Referring expression data
━━━━━━━━━━━━━━━━━━━━━━━━━━━━━━

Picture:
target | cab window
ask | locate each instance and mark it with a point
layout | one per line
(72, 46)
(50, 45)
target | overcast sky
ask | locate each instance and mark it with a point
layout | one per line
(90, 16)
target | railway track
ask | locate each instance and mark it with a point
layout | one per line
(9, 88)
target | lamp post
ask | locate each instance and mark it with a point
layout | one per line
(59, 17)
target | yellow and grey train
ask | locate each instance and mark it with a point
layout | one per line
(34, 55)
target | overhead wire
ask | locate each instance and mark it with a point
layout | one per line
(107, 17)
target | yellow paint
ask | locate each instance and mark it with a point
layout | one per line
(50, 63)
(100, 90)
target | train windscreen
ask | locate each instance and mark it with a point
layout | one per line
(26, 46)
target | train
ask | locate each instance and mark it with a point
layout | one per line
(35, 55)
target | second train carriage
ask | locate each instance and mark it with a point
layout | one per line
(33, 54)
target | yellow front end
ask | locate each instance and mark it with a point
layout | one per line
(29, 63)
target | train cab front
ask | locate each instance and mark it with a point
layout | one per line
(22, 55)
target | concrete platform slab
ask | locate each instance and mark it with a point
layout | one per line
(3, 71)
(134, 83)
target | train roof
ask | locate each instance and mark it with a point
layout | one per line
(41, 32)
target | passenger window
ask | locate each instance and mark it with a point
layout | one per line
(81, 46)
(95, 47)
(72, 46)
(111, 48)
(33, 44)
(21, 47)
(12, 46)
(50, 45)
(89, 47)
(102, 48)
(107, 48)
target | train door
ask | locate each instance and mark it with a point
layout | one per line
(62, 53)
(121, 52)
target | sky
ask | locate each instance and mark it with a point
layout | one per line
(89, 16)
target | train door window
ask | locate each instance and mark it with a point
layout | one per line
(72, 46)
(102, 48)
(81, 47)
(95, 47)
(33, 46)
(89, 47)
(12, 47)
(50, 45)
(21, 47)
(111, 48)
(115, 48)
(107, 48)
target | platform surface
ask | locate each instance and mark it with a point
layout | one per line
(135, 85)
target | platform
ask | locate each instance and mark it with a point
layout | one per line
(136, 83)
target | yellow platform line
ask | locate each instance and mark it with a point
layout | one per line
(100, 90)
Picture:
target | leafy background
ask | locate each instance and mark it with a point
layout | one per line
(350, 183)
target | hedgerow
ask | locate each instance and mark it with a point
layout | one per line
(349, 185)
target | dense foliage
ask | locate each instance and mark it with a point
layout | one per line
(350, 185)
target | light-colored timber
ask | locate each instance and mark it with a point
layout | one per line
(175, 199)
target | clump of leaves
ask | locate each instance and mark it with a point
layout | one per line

━━━━━━━━━━━━━━━━━━━━━━━━━━━━━━

Work order ▸
Every line above that holds the string "door" should be returned.

Reply ▸
target | train door
target | train door window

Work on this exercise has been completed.